Set problem | Could you transcribe the material below exactly, without leaving out a single line?

(Entries taken from a collection)
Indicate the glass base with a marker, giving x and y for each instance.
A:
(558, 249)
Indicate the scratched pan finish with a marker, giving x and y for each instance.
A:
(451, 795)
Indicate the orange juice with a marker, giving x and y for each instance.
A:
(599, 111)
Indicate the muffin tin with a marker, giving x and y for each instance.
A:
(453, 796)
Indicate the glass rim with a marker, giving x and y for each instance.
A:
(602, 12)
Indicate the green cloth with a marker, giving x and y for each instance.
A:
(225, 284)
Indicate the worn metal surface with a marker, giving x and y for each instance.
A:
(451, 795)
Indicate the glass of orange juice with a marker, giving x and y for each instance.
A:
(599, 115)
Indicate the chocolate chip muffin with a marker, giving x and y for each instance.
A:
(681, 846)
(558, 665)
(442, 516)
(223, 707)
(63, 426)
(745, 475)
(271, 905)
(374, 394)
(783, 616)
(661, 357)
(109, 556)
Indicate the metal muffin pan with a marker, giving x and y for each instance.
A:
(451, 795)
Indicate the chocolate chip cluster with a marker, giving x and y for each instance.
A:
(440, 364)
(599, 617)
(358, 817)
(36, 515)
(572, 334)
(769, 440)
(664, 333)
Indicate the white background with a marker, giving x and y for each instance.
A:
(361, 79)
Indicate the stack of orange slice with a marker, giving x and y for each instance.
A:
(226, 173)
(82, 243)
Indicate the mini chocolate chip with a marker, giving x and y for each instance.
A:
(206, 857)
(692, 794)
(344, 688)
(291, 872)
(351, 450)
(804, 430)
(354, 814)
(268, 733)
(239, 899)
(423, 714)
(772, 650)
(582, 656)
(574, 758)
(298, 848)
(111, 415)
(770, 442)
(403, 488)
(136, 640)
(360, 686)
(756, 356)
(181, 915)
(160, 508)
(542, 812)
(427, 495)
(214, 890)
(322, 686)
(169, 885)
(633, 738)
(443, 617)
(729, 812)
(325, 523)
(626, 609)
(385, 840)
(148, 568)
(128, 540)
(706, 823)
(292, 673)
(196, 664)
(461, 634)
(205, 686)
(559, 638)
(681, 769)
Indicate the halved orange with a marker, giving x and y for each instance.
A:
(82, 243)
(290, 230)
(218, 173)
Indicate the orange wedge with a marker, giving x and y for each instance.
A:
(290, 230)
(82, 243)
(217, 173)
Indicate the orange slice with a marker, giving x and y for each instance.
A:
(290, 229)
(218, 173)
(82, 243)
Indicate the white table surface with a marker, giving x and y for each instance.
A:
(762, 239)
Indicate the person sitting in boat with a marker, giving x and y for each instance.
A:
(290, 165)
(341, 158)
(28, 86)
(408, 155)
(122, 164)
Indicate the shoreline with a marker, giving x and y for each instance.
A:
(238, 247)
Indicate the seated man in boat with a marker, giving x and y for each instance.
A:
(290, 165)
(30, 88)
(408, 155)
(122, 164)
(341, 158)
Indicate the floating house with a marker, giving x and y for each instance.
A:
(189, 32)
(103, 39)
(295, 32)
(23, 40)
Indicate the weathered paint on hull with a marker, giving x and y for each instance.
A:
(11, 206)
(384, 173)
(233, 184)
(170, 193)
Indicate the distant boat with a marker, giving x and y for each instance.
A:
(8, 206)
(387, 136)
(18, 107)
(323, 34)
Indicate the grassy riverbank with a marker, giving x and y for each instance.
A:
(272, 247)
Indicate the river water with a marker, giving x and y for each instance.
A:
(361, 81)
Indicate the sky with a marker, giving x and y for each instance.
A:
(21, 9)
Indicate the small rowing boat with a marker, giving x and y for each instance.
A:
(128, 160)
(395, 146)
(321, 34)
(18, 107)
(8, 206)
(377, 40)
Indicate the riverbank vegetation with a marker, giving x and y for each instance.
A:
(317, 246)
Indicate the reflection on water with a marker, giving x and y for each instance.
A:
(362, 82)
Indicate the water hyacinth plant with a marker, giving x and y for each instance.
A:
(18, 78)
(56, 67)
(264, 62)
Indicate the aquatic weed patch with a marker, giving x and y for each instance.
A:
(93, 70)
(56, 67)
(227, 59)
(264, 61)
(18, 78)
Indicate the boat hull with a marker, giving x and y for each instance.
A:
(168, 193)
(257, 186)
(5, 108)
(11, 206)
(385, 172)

Written solution |
Indicate the glass base with a marker, giving x and y for each instance.
A:
(558, 249)
Indicate the scratched pan finish with a marker, giving x and y for each instance.
A:
(451, 795)
Indicate the orange juice with a marker, giving x and y for each instance.
A:
(599, 111)
Indicate the muffin tin with a marker, giving x and y for each instance.
A:
(453, 796)
Indicate the glass rim with a marker, giving x and y for each instance.
A:
(602, 12)
Indicate the green cloth with a marker, giving x and y for each instance.
A:
(225, 284)
Indicate the worn metal surface with a marker, giving x and y for each instance.
A:
(451, 795)
Indicate the glass of orange juice with a marker, giving x and y for each instance.
A:
(599, 115)
Indicate the chocolate chip muffin with a marker, giving x and y for each instance.
A:
(681, 846)
(558, 665)
(442, 516)
(223, 707)
(63, 426)
(745, 475)
(271, 905)
(374, 394)
(783, 616)
(661, 357)
(109, 556)
Indicate the metal muffin pan with a marker, giving x and y for each instance.
A:
(451, 795)
Indicate the chocolate chip cluster with a marker, giving x and y for each instance.
A:
(440, 364)
(599, 617)
(358, 817)
(36, 515)
(572, 334)
(769, 440)
(664, 333)
Indicate the white background with a marker, giving x and y for each instance.
A:
(361, 79)
Indicate the stack of orange slice with a marker, giving x and y for each instance.
A:
(226, 173)
(82, 243)
Indicate the mini chocolate chip with a marker, giving x and y for each instance.
A:
(206, 857)
(692, 794)
(344, 688)
(291, 872)
(351, 450)
(804, 430)
(354, 814)
(268, 733)
(239, 899)
(423, 714)
(772, 650)
(582, 656)
(574, 758)
(298, 848)
(111, 415)
(770, 442)
(403, 488)
(136, 640)
(360, 686)
(756, 356)
(181, 915)
(160, 508)
(542, 812)
(427, 495)
(214, 890)
(322, 686)
(169, 885)
(633, 738)
(443, 617)
(729, 812)
(325, 523)
(626, 609)
(385, 840)
(148, 568)
(128, 540)
(706, 823)
(292, 673)
(196, 664)
(461, 634)
(205, 686)
(559, 638)
(681, 769)
Indicate the halved orange with a marker, giving x and y for each instance.
A:
(82, 243)
(290, 230)
(218, 173)
Indicate the orange wedge with a marker, giving x and y for each instance.
A:
(290, 230)
(82, 243)
(217, 173)
Indicate the orange slice with a marker, giving x and y for each instance.
A:
(290, 229)
(218, 173)
(82, 243)
Indicate the white table surface with a marker, giving x and y for each instance.
A:
(762, 239)
Indicate the person sitting in boat with a marker, giving x and y for each instance.
A:
(290, 165)
(341, 158)
(28, 86)
(408, 155)
(122, 164)
Indicate the shoreline with a marker, giving x and y for each instance.
A:
(238, 247)
Indicate the seated man in boat with a marker, giving x and y for each instance.
A:
(290, 165)
(30, 88)
(408, 155)
(122, 164)
(341, 158)
Indicate the floating house with a marker, giving x and y for each instance.
A:
(189, 32)
(103, 39)
(295, 32)
(23, 40)
Indicate the weathered paint on hull with a marker, giving x and y for each instance.
A:
(11, 206)
(384, 173)
(233, 184)
(170, 193)
Indicate the distant boat with a marker, giving x and y for each instance.
A:
(8, 206)
(387, 136)
(18, 107)
(323, 34)
Indicate the grassy riverbank with a marker, giving x and y for each instance.
A:
(272, 247)
Indicate the river water with a marker, giving x and y for each instance.
A:
(361, 81)
Indicate the sky with a marker, giving x and y for each instance.
A:
(21, 9)
Indicate the small rowing boat with a marker, giving x and y for each instance.
A:
(128, 160)
(395, 146)
(321, 34)
(18, 107)
(8, 206)
(377, 40)
Indicate the riverbank vegetation with a marker, giving x and y for each instance.
A:
(317, 246)
Indicate the reflection on water with a marker, giving x and y for each instance.
A:
(362, 82)
Indicate the water hyacinth plant with a marker, giving x and y for each instance.
A:
(18, 78)
(56, 67)
(264, 62)
Indicate the aquatic weed patch with a marker, giving x and y for each instance.
A:
(93, 70)
(56, 67)
(227, 59)
(264, 61)
(18, 78)
Indicate the boat hull with a marker, giving x and y for each instance.
A:
(168, 193)
(257, 186)
(5, 108)
(11, 206)
(385, 172)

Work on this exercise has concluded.